### Task requirements
Return every line in the items below that contains the word "white", copying each line in full.

--- Start ---

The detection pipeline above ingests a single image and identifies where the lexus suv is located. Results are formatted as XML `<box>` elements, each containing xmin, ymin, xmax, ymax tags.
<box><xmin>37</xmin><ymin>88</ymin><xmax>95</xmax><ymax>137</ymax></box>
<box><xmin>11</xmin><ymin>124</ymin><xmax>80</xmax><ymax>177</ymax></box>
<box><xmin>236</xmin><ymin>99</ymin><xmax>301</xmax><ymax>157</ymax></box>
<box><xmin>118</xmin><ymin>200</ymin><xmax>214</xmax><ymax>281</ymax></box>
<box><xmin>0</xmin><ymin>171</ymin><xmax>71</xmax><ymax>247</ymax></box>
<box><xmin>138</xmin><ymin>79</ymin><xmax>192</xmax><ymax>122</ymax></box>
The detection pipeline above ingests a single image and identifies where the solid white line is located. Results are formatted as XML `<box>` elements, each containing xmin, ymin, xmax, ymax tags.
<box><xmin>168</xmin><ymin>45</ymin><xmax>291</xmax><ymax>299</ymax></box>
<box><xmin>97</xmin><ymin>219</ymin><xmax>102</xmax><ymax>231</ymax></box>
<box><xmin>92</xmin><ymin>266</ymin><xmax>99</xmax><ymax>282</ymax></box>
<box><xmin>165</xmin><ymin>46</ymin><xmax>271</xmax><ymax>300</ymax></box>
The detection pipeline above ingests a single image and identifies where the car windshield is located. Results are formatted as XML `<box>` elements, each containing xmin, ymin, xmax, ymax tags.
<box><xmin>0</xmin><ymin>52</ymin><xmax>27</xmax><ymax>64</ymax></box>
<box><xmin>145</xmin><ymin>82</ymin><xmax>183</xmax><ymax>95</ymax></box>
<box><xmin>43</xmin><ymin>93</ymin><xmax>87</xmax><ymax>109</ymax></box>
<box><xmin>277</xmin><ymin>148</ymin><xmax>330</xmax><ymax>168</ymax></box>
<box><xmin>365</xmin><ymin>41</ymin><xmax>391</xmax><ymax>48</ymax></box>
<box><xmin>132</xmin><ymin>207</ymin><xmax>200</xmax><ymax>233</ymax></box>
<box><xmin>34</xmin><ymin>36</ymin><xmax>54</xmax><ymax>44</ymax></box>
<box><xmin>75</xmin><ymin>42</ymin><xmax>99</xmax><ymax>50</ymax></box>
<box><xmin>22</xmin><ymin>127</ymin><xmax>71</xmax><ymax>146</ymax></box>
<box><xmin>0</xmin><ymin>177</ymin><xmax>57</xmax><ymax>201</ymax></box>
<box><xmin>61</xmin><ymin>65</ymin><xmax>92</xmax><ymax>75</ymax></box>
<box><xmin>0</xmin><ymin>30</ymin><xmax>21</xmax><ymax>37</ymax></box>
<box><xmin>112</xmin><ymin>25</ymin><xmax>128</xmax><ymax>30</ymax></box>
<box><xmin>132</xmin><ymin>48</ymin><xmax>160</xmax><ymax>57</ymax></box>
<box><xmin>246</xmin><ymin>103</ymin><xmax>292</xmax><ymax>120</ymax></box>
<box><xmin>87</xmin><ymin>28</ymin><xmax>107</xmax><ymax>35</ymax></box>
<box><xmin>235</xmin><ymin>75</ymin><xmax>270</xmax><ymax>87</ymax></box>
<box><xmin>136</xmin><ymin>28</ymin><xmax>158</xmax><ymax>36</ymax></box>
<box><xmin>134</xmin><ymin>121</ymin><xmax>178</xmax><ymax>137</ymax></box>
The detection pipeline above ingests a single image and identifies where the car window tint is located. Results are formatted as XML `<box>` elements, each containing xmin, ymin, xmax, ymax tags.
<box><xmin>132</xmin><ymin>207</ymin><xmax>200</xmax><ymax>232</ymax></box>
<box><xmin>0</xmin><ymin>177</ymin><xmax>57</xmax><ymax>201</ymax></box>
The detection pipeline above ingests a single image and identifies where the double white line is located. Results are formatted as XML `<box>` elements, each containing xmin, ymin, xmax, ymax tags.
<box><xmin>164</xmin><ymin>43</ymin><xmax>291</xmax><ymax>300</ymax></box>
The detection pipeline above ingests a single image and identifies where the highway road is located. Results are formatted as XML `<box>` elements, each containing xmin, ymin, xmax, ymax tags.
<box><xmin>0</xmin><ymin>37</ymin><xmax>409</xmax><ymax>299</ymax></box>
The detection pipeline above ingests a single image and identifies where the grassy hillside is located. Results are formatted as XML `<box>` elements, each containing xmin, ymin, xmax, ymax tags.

--- End ---
--- Start ---

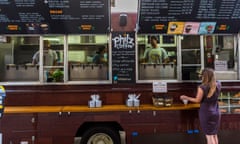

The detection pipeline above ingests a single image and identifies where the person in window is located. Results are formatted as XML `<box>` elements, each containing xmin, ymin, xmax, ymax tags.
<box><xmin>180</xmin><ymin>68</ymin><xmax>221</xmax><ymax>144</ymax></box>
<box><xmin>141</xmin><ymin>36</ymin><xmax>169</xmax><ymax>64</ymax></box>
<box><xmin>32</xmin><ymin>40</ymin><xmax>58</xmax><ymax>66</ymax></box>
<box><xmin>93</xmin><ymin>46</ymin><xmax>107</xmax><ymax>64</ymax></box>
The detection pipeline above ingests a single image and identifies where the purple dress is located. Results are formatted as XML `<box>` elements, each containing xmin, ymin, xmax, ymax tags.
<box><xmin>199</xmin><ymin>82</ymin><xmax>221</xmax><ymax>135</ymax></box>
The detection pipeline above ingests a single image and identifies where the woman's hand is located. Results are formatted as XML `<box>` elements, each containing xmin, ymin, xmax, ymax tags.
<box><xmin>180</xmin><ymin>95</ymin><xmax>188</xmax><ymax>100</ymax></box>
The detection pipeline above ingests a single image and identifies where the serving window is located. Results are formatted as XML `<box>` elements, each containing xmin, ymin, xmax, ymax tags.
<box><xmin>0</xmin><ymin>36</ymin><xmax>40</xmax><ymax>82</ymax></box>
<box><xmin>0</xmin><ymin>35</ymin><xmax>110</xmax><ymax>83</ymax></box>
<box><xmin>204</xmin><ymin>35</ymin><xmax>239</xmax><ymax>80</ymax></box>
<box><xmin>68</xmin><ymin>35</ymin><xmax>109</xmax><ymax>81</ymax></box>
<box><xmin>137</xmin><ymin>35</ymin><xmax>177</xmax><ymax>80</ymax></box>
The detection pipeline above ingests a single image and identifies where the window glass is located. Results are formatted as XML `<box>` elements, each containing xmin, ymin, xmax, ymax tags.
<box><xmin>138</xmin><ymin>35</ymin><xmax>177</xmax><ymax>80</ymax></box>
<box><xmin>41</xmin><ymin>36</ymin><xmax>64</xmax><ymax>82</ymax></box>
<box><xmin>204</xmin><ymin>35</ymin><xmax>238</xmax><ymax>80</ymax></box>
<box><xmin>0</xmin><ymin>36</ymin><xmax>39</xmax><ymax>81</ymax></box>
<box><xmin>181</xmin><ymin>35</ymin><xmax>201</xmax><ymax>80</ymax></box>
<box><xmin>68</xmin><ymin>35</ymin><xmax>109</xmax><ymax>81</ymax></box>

--- End ---

### Answer below
The detection pipeline above ingests a single image and identifies where the solid white line is located. Results are formatted as XML `<box>` elements, each containing xmin, ymin, xmax, ymax tags.
The detection pipeline above ingests a single image and identifies where the double white line is located. Results are formatted as XML `<box>` elements, each containing xmin, ymin, xmax, ymax tags.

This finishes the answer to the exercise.